Start
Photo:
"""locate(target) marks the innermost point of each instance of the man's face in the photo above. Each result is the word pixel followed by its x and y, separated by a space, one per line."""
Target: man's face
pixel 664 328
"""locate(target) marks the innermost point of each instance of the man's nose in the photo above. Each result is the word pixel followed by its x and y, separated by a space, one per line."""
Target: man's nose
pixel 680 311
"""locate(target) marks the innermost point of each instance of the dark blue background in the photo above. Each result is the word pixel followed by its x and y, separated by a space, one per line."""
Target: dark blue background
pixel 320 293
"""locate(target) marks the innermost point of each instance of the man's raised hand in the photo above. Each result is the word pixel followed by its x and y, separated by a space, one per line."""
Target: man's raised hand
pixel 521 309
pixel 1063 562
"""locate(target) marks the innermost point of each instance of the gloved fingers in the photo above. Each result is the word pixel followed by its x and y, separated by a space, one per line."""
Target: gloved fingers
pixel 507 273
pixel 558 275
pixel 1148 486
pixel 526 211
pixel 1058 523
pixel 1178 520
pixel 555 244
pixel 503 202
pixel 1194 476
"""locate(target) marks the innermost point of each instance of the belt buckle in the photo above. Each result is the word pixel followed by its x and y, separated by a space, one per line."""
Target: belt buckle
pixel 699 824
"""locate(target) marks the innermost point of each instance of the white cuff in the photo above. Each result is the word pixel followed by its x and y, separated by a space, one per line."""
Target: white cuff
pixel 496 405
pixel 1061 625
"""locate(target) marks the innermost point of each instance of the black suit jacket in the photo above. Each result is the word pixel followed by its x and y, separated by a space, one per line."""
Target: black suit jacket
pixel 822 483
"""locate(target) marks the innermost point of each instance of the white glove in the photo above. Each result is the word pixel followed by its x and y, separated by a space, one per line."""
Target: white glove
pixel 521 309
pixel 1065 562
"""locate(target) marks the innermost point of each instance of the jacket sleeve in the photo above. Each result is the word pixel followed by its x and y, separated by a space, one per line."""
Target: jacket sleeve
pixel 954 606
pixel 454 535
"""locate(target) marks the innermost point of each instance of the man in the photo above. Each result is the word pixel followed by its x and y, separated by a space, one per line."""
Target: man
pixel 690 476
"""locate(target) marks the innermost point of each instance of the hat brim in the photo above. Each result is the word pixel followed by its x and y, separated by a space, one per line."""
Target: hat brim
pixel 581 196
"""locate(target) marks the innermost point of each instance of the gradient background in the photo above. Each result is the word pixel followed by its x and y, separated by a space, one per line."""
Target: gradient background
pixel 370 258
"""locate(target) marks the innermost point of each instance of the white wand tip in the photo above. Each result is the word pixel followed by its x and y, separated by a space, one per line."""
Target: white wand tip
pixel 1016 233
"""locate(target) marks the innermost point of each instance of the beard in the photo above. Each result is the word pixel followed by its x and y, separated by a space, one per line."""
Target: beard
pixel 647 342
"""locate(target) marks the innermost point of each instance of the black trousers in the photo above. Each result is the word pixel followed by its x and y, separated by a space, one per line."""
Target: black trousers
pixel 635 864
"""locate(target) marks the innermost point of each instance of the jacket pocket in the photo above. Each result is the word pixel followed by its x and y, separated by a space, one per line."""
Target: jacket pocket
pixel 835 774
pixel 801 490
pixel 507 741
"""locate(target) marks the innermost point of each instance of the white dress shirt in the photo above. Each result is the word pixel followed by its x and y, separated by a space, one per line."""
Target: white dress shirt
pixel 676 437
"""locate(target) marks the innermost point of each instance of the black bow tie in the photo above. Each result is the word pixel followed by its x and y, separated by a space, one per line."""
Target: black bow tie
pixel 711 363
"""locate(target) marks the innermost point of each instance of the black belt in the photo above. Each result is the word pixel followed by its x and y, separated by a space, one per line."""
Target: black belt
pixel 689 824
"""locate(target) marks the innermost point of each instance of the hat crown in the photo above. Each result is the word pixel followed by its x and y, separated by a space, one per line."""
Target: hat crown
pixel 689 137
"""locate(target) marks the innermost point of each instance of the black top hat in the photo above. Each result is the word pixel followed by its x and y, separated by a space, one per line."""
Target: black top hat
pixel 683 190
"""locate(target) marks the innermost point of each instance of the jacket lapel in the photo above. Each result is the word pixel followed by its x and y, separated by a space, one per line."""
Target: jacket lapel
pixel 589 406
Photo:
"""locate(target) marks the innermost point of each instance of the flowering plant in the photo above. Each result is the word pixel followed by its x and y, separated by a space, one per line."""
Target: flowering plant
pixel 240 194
End
*Given exercise*. Recast the lines from the first one through the line containing "pixel 664 328", inclusive, as a JSON list of strings with one string per line, omitting blank lines and including no other lines.

*Answer in full*.
[
  "Photo:",
  "\"\"\"locate(target) marks the innermost point of each instance of the man's face in the photo above. Each result is the word pixel followed by its x and y, separated by a space, one per line.\"\"\"",
  "Target: man's face",
  "pixel 664 328"
]